» EXTRAIT DU DOCUMENT:
+--

C'est une question importante. Selon moi, ce qui explique en partie notre grand intérêt pour la Libye et les mesures prises par le gouvernement au pays... Il est clair que nous nous concentrons sur le mandat conféré par la résolution de 1973 et la protection des civils, mais nous sommes tout à fait conscients de l'importance stratégique de la Libye et de la présence d'éléments d'al-Qaïda au Maghreb et dans la région du Sahel, en général. Notre intérêt pour la mise en place d'un gouvernement démocratique en Libye s'explique aussi par nos intérêts régionaux, en plus de notre seule préoccupation pour les civils.
Je pense que nous avons été clairs dans les discussions précédentes et nous avons dit que, dans le Conseil national de transition, certains groupes ont une tendance islamiste. Nous répétons que ces groupes font partie du tissu social en Libye, mais leur influence est limitée et le CNT maintient sa position, lui qui s'est très clairement engagé dès le départ, grâce à sa déclaration constitutionnelle, à effectuer une transition démocratique.
Sans contredit, nous ne soutiendrons d'aucune façon les éléments d'al-Qaïda qui prendraient racine en Libye et nous ne constatons pas un tel état de fait. Dans le gouvernement de la Libye, certaines personnes ont fait partie de mouvements islamistes par le passé. Elles ne se sont aucunement écartées des principes démocratiques adoptés par le CNT. Nous avons rétabli notre présence diplomatique sur place en partie pour disposer de meilleurs réseaux de contacts, mieux comprendre ce qui se déroule, jouer notre rôle dans une transition démocratique et nous assurer que c'est ce qui se produit en Libye.
:
Merci, monsieur le président.
J'étais en Afrique du Sud la semaine dernière. Nous avons probablement rencontré plus de 40 députés, et nous avons eu le privilège d'entendre le président se prononcer sur la situation en Libye. Je peux vous affirmer que nous ne partageons pas les mêmes points de vue. Je veux simplement le mentionner, parce que selon eux -- en fait selon l'Union africaine, je crois -- l'OTAN est allée bien au-delà de son mandat. Elle s'est en fait éloignée de l'objectif de protection des civils et s'est rapprochée plutôt de celui d'effectuer un changement de régime. Et ils n'en sont pas très heureux. Ils sont d'avis que l'Union africaine et la Ligue des États arabes devraient davantage prendre part à ce processus. Après tout, c'est leur voisin.
En outre, d'après eux, le triomphalisme de Sarkozy et de Cameron n'a pas aidé. Il rappelle le triomphalisme de M. Bush, qui a fait en sorte de prolonger de quatre ans la guerre en Irak.
La question est de savoir si on nous demande réellement de superviser une guerre civile de faible intensité. Il s'agit d'une société tribale. C'est très compliqué. Et les médias rapportent un certain manque d'enthousiasme de la part des rebelles, qui ne veulent pas vraiment s'engager dans un dur combat avec les forces de Kadhafi. Une personne qui a le pouvoir de Kadhafi doit se dire qu'elle n'a rien à perdre et qu'elle va se battre jusqu'au bout.

+--

[Annotations par polygones pour des photos]
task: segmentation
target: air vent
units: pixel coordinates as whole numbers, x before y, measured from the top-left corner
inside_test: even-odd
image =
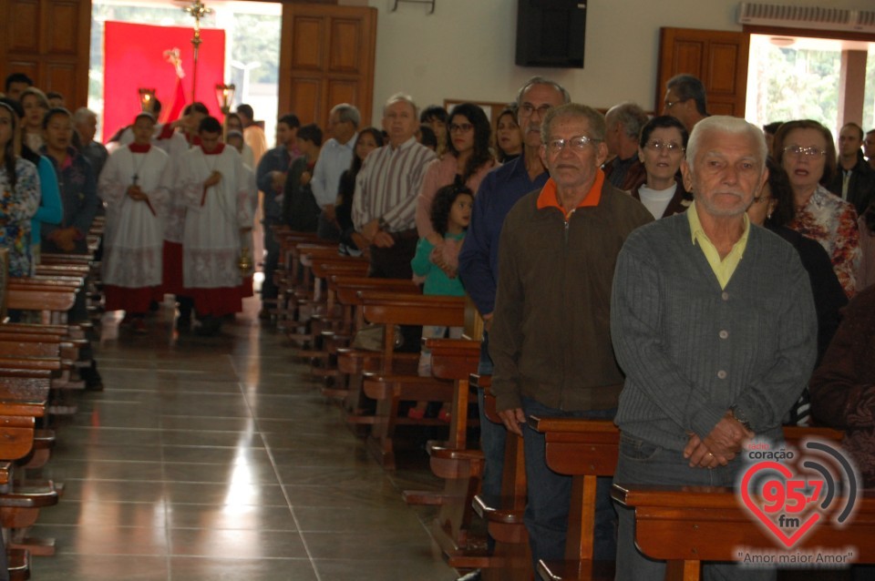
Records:
[[[875,11],[742,2],[738,23],[760,26],[875,33]]]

+--

» CONSIGNES:
1 - Résumez en deux phrases l'extrait sur la Libye.
2 - Poursuivez l'extrait sur la Libye à partir de sa dernière phrase.

» RÉPONSES:
1 - Un intervenant explique que l'intérêt pour la Libye tient à la protection des civils prévue par la résolution 1973, mais aussi à l'importance stratégique du pays et à la présence d'al-Qaïda au Maghreb et au Sahel, tout en affirmant que les groupes islamistes du CNT ont une influence limitée et que le CNT s'est engagé à une transition démocratique. Un autre intervenant rapporte que des interlocuteurs rencontrés en Afrique du Sud jugent que l'OTAN a dépassé son mandat en visant un changement de régime, puis demande si l'on est réellement appelé à superviser une guerre civile de faible intensité dans une société tribale.

2 -
Madame l'ambassadrice, vous avez dit que nous jouissions d'une bonne réputation. Je suis prêt à vous croire. Quel est le plan? Il se peut que nous ayons perdu un peu de notre réputation auprès de l'Union africaine et de la Ligue des États arabes. Nous avons certainement consacré de l'équipement et des ressources.
Par conséquent, je ne suis pas sûr de ce qu'on nous demande exactement avec le prolongement de ce mandat. Expliquez-nous comment nous allons nous y prendre pour rassembler l'Union africaine, la Ligue des États arabes, les tribus et les factions ainsi que les divers intérêts conflictuels, et ce, sans que nous nous retrouvions à superviser une guerre civile de faible intensité qui s'éternisera pendant des mois.
Ce que vous dites est important. Les difficultés, notamment, sur lesquelles il faudra se pencher à l'avenir, ont été abordées dans mon exposé.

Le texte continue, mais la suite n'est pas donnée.